### EXERCISE PROMPT
Please convert all the material below into a Markdown table with two columns, Row and Line, giving each line its own numbered row. Skip blank lines and leave the pictures out.

### RECORDS FOR PROCESSING
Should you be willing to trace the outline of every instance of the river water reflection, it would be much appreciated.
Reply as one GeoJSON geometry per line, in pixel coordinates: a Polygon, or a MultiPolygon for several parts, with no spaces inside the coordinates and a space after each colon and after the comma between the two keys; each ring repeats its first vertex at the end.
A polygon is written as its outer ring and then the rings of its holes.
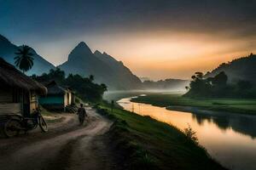
{"type": "Polygon", "coordinates": [[[163,107],[118,101],[125,110],[150,116],[180,129],[191,126],[210,155],[234,170],[256,170],[256,116],[213,111],[183,112],[163,107]]]}

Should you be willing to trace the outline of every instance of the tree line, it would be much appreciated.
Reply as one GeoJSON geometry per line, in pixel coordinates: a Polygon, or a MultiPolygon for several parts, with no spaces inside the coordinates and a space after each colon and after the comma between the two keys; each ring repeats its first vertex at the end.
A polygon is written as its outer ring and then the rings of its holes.
{"type": "Polygon", "coordinates": [[[256,88],[252,82],[239,80],[236,83],[228,83],[224,71],[213,77],[205,78],[202,72],[195,72],[191,76],[188,92],[184,96],[203,98],[256,98],[256,88]]]}

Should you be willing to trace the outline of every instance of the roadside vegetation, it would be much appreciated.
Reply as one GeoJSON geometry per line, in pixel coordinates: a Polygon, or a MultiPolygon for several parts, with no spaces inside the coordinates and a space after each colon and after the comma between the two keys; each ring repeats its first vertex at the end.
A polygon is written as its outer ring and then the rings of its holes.
{"type": "Polygon", "coordinates": [[[109,138],[123,169],[225,169],[198,145],[195,132],[142,116],[108,104],[97,111],[114,121],[109,138]]]}
{"type": "Polygon", "coordinates": [[[131,101],[151,104],[161,107],[191,106],[209,110],[256,115],[256,99],[195,99],[184,97],[181,94],[158,94],[139,96],[132,99],[131,101]]]}

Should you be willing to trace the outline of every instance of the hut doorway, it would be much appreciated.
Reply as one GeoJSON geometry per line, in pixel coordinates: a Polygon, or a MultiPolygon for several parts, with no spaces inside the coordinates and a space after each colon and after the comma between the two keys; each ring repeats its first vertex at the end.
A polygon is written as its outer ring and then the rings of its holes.
{"type": "Polygon", "coordinates": [[[30,95],[29,92],[23,93],[23,116],[30,116],[30,95]]]}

### PROBLEM SOLUTION
| Row | Line |
|---|---|
| 1 | Should you be willing to trace the outline of every instance of the river water reflection, it would be much appreciated. |
| 2 | Reply as one GeoJSON geometry per line, in pixel coordinates: a Polygon, or a MultiPolygon for several parts, with no spaces inside the coordinates and a space after each colon and after the comma between the two keys; each ring repeats its first vertex at the end. |
| 3 | A polygon is written as its outer ring and then the rings of its holes. |
| 4 | {"type": "Polygon", "coordinates": [[[163,107],[118,101],[125,110],[150,116],[180,129],[191,126],[210,155],[234,170],[256,170],[256,116],[213,111],[183,112],[163,107]]]} |
| 5 | Should you be willing to trace the outline of every instance of the tree line, it would be much appreciated. |
| 6 | Reply as one GeoJSON geometry per line, in pixel coordinates: a Polygon, or a MultiPolygon for several parts, with no spaces inside the coordinates and a space after each colon and after the comma between the two keys; each ring repeats its first vertex at the end. |
| 7 | A polygon is written as its outer ring and then the rings of its holes. |
| 8 | {"type": "Polygon", "coordinates": [[[256,88],[252,82],[239,80],[236,83],[228,83],[224,71],[213,77],[205,78],[202,72],[195,72],[191,76],[188,92],[184,96],[203,98],[256,98],[256,88]]]} |
| 9 | Should you be willing to trace the outline of every instance of the roadside vegetation, it would be much appreciated. |
| 10 | Reply as one GeoJSON geometry per line, in pixel coordinates: a Polygon, or a MultiPolygon for several parts, with no spaces inside the coordinates and a space after each colon and after the comma between the two keys; each ring repeats its first vertex at the end. |
| 11 | A polygon is written as its outer ring and then the rings of its holes. |
| 12 | {"type": "Polygon", "coordinates": [[[109,138],[123,169],[225,169],[198,145],[195,132],[142,116],[108,104],[97,111],[114,121],[109,138]]]} |
| 13 | {"type": "Polygon", "coordinates": [[[131,101],[151,104],[161,107],[191,106],[209,110],[256,115],[256,99],[195,99],[184,97],[181,94],[158,94],[139,96],[132,99],[131,101]]]} |
| 14 | Should you be willing to trace the outline of every instance of the hut doorway, it would be much appreciated. |
| 15 | Reply as one GeoJSON geometry per line, in pixel coordinates: a Polygon, or a MultiPolygon for several parts, with no spaces inside the coordinates and a space after each colon and after the comma between the two keys; each ring repeats its first vertex at the end. |
| 16 | A polygon is written as its outer ring and then the rings of its holes. |
| 17 | {"type": "Polygon", "coordinates": [[[30,95],[29,92],[23,93],[23,116],[30,116],[30,95]]]} |